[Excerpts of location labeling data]

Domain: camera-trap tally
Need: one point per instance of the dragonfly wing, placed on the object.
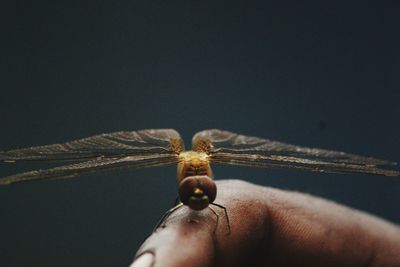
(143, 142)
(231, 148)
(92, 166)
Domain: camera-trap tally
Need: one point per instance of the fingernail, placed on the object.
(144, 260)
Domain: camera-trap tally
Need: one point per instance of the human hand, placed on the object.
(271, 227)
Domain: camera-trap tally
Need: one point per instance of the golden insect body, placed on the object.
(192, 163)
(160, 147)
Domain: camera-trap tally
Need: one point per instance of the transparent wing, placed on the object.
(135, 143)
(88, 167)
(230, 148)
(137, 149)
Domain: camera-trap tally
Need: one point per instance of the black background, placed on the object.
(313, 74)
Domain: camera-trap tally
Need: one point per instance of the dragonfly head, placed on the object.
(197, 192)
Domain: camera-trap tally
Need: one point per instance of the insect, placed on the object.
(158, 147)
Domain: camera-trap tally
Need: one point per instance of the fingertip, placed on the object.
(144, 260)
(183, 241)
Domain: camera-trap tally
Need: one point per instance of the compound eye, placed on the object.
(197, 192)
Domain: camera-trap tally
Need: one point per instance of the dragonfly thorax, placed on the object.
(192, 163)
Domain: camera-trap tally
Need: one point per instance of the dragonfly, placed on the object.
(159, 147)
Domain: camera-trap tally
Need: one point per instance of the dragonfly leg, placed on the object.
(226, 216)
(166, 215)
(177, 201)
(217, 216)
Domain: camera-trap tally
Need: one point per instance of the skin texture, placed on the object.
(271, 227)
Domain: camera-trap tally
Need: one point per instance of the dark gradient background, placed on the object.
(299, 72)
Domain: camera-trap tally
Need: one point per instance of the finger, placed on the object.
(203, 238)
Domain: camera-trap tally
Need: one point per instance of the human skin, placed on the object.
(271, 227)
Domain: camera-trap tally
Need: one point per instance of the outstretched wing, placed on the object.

→ **Prompt**
Reproduce every line precisely as given, omitting all pictures.

→ **Answer to this exercise**
Domain: camera-trap tally
Need: one point per instance of the dragonfly wing, placed on the object.
(143, 142)
(231, 148)
(92, 166)
Domain: camera-trap tally
Need: one point per instance of the fingernail, placed on the object.
(144, 260)
Domain: camera-trap tally
Need: one point per instance of the human hand, placed on the object.
(271, 227)
Domain: camera-trap tally
Need: one point per instance of the golden insect body, placed on the object.
(192, 163)
(160, 147)
Domain: camera-trap tally
Need: one point per instance of the transparent wing, placed on the object.
(135, 143)
(88, 167)
(230, 148)
(137, 149)
Domain: camera-trap tally
Need: one point per instance of the black background, placed on the object.
(313, 74)
Domain: camera-trap tally
Need: one point per instance of the dragonfly head, placed on the object.
(197, 192)
Domain: camera-trap tally
Need: one point per instance of the insect, placed on the object.
(158, 147)
Domain: camera-trap tally
Need: one point per instance of the fingertip, placed on the object.
(144, 260)
(183, 241)
Domain: camera-trap tally
Need: one point per instance of the compound eye, placed on the object.
(197, 192)
Domain: camera-trap tally
Need: one point per instance of the dragonfly thorax, placed on the object.
(192, 163)
Domain: camera-trap tally
Need: one point per instance of the dragonfly, placed on the object.
(159, 147)
Domain: camera-trap tally
Need: one point per instance of the dragonfly leg, placed on the object.
(226, 216)
(166, 215)
(177, 201)
(217, 216)
Domain: camera-trap tally
Need: one point per instance of the skin texture, placed on the object.
(271, 227)
Domain: camera-trap tally
Need: one point per instance of the dark gradient background, placed on the object.
(299, 72)
Domain: camera-trap tally
Need: one point per instance of the finger, placed on the object.
(203, 238)
Domain: camera-trap tally
Need: one point per instance of the human skin, placed on the object.
(271, 227)
Domain: camera-trap tally
Need: one point per instance of the outstretched wing, placed on the object.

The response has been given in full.